Begin

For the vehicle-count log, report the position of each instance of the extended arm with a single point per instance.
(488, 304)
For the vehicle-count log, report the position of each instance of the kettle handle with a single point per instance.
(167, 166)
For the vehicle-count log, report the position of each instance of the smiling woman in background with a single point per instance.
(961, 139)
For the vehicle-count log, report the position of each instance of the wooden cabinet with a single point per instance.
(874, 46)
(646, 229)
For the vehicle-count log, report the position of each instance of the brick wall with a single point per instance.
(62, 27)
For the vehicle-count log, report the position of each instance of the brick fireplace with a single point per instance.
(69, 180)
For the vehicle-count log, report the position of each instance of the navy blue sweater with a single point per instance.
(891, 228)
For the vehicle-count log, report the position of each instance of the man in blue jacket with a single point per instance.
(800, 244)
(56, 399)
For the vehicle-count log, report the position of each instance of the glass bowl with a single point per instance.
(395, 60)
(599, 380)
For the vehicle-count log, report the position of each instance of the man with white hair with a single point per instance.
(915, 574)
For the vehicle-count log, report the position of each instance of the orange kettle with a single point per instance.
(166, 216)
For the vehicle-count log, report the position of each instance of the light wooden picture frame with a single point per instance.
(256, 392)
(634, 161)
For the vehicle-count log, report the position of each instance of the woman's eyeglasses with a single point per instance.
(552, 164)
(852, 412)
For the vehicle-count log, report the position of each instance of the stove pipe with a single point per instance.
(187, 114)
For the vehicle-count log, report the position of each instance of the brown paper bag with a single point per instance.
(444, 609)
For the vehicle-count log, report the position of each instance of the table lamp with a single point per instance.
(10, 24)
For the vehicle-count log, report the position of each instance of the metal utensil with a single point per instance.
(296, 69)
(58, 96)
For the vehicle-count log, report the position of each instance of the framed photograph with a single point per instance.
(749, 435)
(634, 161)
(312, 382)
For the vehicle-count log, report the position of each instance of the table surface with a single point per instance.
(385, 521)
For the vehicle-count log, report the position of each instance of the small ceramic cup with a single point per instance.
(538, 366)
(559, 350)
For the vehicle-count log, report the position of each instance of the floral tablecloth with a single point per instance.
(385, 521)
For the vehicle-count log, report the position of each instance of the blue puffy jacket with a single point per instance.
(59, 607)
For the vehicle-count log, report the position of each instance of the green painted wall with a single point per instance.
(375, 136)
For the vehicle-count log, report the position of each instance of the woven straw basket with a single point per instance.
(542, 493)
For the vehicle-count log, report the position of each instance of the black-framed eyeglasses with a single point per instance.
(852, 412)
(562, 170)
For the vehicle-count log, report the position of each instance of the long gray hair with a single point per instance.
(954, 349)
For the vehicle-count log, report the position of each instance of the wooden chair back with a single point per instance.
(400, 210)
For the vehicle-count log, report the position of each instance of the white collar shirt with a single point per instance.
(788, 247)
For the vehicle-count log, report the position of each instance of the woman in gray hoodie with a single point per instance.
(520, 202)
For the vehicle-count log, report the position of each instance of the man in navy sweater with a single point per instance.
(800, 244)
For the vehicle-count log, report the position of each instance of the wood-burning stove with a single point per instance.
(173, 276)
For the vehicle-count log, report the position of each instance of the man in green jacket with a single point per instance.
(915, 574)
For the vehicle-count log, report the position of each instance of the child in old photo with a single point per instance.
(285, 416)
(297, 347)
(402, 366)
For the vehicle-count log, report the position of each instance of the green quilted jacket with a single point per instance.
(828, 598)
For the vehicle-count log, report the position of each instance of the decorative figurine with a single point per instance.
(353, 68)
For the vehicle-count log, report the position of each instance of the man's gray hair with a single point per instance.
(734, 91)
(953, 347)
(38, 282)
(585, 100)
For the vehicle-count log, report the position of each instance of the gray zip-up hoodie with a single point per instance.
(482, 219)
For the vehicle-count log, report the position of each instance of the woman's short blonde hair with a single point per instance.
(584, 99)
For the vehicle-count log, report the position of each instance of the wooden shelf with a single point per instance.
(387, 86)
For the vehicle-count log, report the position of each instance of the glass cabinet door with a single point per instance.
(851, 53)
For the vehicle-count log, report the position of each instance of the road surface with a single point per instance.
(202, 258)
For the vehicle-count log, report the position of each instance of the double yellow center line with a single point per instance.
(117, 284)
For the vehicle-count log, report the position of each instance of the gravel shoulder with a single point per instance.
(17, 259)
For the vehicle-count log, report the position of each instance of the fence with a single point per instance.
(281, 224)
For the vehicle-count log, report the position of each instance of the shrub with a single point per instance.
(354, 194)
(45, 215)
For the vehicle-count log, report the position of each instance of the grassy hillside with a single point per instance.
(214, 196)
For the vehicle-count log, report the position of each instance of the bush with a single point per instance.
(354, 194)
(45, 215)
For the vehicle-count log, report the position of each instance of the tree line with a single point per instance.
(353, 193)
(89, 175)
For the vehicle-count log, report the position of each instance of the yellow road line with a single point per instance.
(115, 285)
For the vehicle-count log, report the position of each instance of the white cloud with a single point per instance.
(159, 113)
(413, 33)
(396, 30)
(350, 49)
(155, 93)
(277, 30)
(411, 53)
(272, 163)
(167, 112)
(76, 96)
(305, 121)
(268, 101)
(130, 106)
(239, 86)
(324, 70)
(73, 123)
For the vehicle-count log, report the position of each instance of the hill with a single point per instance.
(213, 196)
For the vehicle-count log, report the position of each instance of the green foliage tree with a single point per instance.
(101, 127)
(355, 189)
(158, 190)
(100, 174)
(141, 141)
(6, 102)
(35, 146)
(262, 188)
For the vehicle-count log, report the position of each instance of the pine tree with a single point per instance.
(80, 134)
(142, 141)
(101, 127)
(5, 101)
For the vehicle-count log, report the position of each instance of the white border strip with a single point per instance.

End

• WRITTEN EXERCISE: Set down, exactly and in full, the lines from the one containing "hill with a single point per instance." through the end of the entries; no other line belongs.

• ANSWER IN FULL:
For the vehicle-count log, report the position of each instance of the hill with a single point per instance.
(213, 196)
For the vehicle-count log, report the position of each instance of the green foliage tree with a single point per instance.
(101, 127)
(355, 189)
(158, 190)
(100, 174)
(141, 141)
(6, 102)
(35, 146)
(262, 188)
For the vehicle-count log, report the position of each instance of the pine tree with a single point per instance.
(80, 134)
(142, 141)
(101, 127)
(5, 101)
For the vehicle-count log, report the position of each instance of the white border strip with a single point per instance.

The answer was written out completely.